▸ EXERCISE INPUTS
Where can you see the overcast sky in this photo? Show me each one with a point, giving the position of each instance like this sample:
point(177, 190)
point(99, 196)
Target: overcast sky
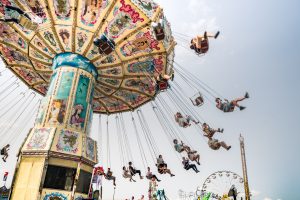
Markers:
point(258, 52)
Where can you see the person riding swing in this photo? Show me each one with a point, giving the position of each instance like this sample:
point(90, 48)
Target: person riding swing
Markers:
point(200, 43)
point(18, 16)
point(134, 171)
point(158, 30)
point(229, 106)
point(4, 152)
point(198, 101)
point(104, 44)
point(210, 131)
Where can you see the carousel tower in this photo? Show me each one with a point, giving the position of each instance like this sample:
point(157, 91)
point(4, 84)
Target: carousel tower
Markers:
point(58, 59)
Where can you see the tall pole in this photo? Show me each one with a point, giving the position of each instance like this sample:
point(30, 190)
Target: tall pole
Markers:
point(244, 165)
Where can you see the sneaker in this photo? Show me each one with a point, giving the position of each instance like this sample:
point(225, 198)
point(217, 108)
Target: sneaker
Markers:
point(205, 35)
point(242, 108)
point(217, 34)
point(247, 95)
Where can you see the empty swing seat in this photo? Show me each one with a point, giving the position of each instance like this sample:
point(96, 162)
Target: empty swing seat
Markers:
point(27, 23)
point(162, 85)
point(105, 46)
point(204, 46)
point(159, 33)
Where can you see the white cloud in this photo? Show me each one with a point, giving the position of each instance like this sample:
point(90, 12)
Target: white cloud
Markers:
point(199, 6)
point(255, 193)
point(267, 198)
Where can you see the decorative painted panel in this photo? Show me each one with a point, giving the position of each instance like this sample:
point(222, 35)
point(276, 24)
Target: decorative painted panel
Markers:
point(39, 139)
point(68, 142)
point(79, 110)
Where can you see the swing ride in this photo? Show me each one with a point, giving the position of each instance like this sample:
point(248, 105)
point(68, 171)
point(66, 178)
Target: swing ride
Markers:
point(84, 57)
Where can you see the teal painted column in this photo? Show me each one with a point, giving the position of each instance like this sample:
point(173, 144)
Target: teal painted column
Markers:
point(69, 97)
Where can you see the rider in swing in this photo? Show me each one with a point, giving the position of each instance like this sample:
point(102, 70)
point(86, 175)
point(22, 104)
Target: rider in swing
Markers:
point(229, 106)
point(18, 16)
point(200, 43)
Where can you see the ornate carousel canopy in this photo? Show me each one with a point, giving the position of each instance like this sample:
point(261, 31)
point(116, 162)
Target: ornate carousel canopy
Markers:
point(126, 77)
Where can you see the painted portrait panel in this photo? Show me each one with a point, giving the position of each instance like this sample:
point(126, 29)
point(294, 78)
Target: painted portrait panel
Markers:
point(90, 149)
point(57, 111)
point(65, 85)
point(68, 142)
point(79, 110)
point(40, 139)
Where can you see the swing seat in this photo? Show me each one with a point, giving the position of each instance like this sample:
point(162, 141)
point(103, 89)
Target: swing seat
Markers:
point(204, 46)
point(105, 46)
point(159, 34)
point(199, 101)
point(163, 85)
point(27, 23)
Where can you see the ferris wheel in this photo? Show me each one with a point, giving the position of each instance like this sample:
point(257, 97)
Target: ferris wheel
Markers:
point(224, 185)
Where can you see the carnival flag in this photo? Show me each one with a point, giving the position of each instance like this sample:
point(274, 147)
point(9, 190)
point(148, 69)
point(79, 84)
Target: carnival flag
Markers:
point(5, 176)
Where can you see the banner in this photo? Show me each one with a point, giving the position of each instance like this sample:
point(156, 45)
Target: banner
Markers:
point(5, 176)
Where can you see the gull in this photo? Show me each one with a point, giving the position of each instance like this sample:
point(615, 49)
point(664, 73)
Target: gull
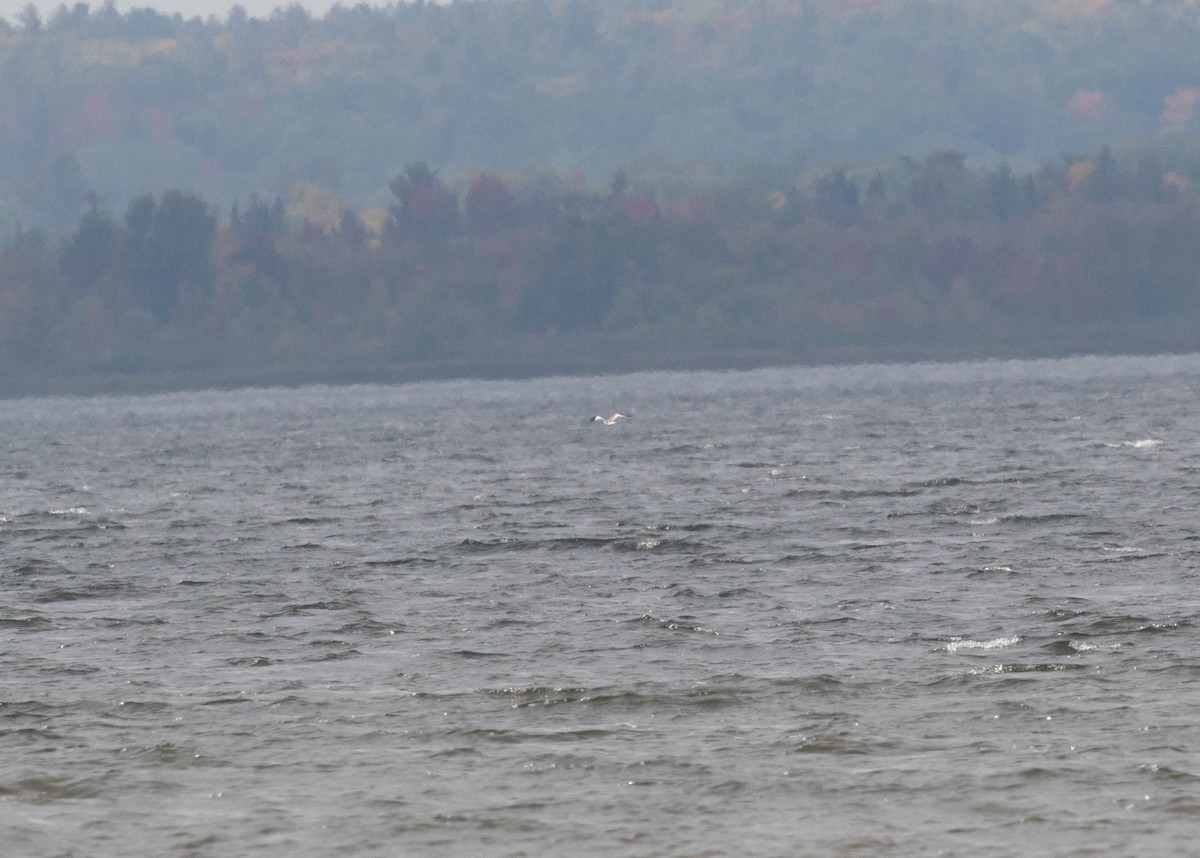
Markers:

▸ THE REQUEST
Present the entries from the line that has "Where can you see the swing seat" through the end of the entries as a numbered list, one line per item, leaving out blank lines and pictures.

▸ THE REPLY
1. Where can you see the swing seat in this photo? Show me each one with a point, giving the position of each instance like this sample:
2. point(162, 141)
3. point(103, 89)
4. Target: swing seat
5. Markers:
6. point(204, 46)
7. point(105, 46)
8. point(159, 34)
9. point(199, 101)
10. point(163, 85)
11. point(27, 23)
12. Where can you see the ferris wheel in this photo? Show me each one with a point, giving the position of each instance like this sample:
13. point(257, 97)
14. Target: ferris wheel
15. Markers:
16. point(224, 185)
17. Where can you see the carnival flag in this photo? Show me each one with a point, giving the position of each instance like this sample:
18. point(274, 147)
19. point(9, 190)
20. point(148, 69)
21. point(79, 84)
22. Target: carnival flag
23. Markers:
24. point(5, 176)
25. Where can you see the banner in this photo? Show me each one with a point, giving the position of each instance like this sample:
26. point(156, 45)
27. Target: banner
28. Markers:
29. point(5, 176)
30. Where can you see the gull in this photo? Show me each one with a point, giving the position of each instance like this sample:
31. point(615, 49)
32. point(664, 73)
33. Target: gull
34. Markers:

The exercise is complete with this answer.